How many lines of the material below contain the word "river"? Reply with the number alone.

>>

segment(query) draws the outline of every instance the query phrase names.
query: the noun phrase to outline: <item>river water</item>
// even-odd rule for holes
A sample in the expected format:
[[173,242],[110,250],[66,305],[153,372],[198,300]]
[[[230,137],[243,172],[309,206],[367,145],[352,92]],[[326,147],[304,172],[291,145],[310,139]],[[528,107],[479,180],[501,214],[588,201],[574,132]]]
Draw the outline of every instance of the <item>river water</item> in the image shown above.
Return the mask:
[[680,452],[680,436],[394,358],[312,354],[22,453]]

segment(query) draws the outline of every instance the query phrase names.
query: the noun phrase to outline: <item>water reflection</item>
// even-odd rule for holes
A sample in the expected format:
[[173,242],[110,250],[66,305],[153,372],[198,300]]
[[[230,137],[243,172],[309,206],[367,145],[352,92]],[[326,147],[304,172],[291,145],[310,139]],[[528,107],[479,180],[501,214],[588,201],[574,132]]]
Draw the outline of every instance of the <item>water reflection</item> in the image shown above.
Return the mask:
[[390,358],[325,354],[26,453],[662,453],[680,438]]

<<
>>

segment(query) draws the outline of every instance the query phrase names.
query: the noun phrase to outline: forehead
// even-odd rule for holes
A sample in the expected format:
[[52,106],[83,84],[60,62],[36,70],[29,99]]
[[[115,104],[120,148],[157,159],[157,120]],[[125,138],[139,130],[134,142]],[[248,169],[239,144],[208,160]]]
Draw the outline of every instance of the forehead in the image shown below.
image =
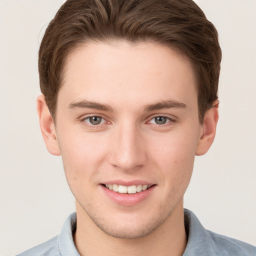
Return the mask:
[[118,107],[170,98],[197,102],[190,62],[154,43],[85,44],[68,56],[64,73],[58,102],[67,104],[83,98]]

<<

• _RESULT OF THIS EXERCISE_
2